Given request: Turn the lines from the one containing "distant hill -> outline each instance" through the end of the records into a Markdown table with a Row column for the row number and an Entry column for the line. Leave out any blank lines.

Provided data:

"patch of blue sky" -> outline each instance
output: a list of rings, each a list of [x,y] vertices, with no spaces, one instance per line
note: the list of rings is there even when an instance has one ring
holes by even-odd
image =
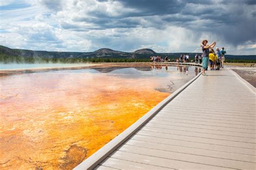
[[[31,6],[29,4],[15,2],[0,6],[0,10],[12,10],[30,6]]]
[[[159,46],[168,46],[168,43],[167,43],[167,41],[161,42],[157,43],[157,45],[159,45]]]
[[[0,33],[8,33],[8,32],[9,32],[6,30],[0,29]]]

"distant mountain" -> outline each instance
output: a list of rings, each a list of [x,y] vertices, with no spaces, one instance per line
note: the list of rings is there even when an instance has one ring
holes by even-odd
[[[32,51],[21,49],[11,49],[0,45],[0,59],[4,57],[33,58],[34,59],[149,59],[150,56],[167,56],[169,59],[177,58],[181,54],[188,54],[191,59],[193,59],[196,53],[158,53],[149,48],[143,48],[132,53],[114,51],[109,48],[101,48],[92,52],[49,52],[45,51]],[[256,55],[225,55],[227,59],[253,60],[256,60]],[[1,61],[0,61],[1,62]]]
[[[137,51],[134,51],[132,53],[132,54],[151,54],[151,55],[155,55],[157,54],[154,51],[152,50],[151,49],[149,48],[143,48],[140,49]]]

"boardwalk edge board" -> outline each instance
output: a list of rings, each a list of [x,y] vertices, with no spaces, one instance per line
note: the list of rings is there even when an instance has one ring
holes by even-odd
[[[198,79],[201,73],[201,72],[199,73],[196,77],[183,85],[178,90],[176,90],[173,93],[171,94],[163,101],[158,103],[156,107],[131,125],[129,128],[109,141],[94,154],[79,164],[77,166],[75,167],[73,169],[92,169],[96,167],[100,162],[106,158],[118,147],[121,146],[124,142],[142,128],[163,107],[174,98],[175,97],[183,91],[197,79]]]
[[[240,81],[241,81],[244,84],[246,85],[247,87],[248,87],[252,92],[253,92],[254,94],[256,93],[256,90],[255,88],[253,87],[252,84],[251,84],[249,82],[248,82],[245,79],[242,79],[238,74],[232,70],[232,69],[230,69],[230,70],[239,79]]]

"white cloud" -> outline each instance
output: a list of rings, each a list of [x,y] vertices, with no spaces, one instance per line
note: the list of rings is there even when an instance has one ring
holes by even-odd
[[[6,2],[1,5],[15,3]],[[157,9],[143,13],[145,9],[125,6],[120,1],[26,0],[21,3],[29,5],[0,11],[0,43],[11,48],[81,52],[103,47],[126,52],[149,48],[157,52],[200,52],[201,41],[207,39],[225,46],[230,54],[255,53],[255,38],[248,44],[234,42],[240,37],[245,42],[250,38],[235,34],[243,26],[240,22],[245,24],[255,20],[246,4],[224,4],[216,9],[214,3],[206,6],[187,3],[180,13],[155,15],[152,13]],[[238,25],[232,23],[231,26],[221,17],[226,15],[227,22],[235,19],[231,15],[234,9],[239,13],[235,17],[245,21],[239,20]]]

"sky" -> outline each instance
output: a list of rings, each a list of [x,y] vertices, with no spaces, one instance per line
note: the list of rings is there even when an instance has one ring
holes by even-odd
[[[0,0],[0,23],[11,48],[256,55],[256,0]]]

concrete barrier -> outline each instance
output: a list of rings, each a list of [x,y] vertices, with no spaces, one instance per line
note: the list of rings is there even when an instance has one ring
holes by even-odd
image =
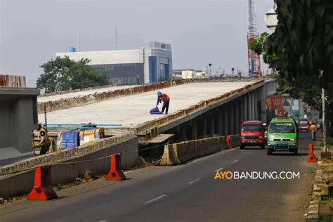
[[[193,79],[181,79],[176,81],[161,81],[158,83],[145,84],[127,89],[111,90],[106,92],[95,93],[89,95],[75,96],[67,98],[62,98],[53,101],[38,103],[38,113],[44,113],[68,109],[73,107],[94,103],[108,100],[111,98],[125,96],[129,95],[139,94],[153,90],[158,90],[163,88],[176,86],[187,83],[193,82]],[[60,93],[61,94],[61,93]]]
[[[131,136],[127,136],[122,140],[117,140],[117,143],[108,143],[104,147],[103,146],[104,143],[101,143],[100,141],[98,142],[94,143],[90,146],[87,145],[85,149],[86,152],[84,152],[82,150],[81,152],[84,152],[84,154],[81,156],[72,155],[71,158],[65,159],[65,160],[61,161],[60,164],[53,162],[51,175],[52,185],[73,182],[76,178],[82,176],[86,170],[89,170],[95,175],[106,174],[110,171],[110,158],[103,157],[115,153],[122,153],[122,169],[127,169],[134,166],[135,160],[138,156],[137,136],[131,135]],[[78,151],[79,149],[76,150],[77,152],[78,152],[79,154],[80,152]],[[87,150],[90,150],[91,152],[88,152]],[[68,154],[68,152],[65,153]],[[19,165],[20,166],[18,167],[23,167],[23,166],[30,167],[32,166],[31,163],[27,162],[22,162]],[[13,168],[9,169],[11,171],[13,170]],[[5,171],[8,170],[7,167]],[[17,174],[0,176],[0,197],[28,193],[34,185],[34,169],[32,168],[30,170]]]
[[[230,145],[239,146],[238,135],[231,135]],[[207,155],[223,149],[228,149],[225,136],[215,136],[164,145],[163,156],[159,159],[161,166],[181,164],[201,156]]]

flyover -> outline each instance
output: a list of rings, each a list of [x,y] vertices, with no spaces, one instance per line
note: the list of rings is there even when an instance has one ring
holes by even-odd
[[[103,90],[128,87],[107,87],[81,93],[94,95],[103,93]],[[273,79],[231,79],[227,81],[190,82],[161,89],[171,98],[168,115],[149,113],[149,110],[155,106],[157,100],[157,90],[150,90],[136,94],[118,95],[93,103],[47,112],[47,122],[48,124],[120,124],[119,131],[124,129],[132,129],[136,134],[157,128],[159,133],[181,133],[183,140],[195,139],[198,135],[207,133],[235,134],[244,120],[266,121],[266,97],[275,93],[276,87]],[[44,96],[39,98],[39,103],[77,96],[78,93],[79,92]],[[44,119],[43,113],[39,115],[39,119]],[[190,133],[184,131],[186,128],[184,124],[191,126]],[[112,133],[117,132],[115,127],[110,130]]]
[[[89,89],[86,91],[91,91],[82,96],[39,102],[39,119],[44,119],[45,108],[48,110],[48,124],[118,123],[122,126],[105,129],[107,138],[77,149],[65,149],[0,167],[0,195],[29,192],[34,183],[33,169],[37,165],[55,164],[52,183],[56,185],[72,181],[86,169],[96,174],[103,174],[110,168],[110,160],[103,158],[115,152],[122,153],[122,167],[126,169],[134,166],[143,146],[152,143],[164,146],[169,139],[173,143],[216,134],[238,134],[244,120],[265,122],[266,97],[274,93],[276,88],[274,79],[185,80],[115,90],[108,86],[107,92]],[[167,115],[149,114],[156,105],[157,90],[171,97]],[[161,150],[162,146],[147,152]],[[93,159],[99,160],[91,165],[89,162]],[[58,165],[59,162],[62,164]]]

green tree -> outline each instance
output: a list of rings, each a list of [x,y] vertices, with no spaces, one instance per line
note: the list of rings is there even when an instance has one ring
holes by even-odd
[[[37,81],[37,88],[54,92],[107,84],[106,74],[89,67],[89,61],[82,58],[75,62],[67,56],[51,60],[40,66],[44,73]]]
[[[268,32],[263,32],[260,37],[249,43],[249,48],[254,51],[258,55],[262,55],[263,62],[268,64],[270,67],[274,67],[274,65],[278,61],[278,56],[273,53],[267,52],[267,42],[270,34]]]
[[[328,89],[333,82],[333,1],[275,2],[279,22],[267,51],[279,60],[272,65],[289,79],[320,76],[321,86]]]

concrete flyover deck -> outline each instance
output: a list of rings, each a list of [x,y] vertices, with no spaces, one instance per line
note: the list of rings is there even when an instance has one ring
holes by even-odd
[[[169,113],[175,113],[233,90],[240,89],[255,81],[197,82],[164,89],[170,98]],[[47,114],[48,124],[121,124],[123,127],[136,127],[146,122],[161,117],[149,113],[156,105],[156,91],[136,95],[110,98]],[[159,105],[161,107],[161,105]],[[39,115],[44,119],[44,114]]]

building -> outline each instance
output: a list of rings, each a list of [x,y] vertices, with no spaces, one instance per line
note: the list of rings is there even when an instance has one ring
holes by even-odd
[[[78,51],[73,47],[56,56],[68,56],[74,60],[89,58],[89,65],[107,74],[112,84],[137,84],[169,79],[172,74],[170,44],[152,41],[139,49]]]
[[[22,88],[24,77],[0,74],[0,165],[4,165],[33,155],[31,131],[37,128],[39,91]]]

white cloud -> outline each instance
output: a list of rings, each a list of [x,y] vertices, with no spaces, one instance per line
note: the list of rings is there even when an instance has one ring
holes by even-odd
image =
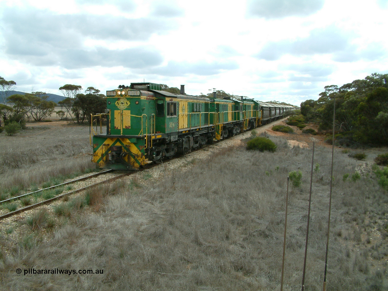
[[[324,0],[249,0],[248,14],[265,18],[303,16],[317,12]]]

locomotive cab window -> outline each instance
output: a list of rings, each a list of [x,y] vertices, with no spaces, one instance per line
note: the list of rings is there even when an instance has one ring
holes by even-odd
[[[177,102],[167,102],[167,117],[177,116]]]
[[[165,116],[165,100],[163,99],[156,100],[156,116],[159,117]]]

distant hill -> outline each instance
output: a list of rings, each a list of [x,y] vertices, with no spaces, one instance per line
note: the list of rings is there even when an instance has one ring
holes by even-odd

Result for this task:
| Row | Entry |
|---|---|
| 1 | distant hill -> outline each instance |
| 2 | output: a list of rings, each a list of [x,y] vertices, with no spaces, one instance per line |
| 3 | note: the list of rings is there even when an instance has one ring |
| 4 | holes by even-odd |